# WORK INSTRUCTIONS:
Each record needs to be echoed exactly; can you do that?

(Dataset rows)
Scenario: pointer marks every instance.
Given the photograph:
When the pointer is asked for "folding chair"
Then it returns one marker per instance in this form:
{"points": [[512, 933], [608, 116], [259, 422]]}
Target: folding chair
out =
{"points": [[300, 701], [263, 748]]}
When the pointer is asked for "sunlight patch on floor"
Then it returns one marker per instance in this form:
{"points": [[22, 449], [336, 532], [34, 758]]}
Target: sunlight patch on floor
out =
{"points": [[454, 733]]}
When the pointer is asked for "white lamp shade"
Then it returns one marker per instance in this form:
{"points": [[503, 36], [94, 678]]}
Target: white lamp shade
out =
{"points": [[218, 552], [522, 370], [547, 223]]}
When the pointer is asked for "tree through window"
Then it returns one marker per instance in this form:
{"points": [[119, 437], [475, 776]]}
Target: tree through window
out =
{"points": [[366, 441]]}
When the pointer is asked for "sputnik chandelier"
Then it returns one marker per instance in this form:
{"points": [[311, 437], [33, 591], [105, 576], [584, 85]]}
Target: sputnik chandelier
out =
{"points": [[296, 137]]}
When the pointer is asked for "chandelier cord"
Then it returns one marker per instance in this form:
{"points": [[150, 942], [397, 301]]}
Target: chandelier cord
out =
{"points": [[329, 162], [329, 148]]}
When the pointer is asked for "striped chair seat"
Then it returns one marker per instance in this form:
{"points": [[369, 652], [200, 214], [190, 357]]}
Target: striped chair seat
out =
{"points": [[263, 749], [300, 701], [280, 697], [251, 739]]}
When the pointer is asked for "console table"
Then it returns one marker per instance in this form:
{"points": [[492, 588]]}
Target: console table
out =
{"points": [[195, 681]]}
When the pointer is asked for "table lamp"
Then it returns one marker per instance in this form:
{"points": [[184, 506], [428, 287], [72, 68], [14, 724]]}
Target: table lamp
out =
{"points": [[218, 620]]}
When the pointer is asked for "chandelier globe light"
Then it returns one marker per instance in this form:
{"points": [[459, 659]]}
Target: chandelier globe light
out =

# EXPECTED ANSWER:
Scenario: pointer marks every instance.
Given the photograph:
When the pointer is asked for "folding chair"
Then it returns one marker per instance in this form:
{"points": [[512, 933], [608, 116], [259, 422]]}
Target: folding chair
out =
{"points": [[300, 701], [263, 748]]}
When the pointer is asked for "sunlight patch on floor"
Then it returns one marker per instance in this form:
{"points": [[22, 449], [336, 532], [34, 758]]}
Target: sunlight patch on floor
out =
{"points": [[454, 733]]}
When the pointer is asked for "white lamp shade"
Then it returns one marker per instance in this form:
{"points": [[503, 36], [94, 678]]}
Target: white lamp shade
out =
{"points": [[218, 552], [522, 370], [547, 223]]}
When the pointer is asked for "tree through window"
Then it returns one marker per instance in this form:
{"points": [[119, 437], [475, 776]]}
Target: tree through window
out =
{"points": [[366, 441]]}
When the pointer is asked for "sputnik chandelier"
Then it returns one marker per instance in this form:
{"points": [[311, 437], [33, 591], [105, 576], [584, 85]]}
Target: sputnik chandelier
out =
{"points": [[296, 137]]}
When the pointer is asked for "chandelier cord"
Then it returns one marker per instance in this form:
{"points": [[150, 942], [397, 301]]}
Target: chandelier cord
out =
{"points": [[329, 162], [329, 148]]}
When the pointer is asked for "striped chair seat"
Then it returns one marker per instance in this form:
{"points": [[369, 652], [200, 214], [190, 357]]}
Target: striped chair seat
out =
{"points": [[263, 749], [300, 701], [280, 697], [251, 739]]}
When the pointer is asked for "console table"
Then it returns one marker per instance in this form:
{"points": [[492, 588]]}
Target: console table
out =
{"points": [[195, 681]]}
When the pointer is asked for "table lamp"
Then it returns one marker per instance in this form:
{"points": [[184, 506], [428, 287], [72, 68], [14, 724]]}
Target: table lamp
out =
{"points": [[218, 620]]}
When the pointer is asked for "chandelier globe light"
Then it returns one marker per instance in this form:
{"points": [[459, 659]]}
Target: chandelier globe light
out =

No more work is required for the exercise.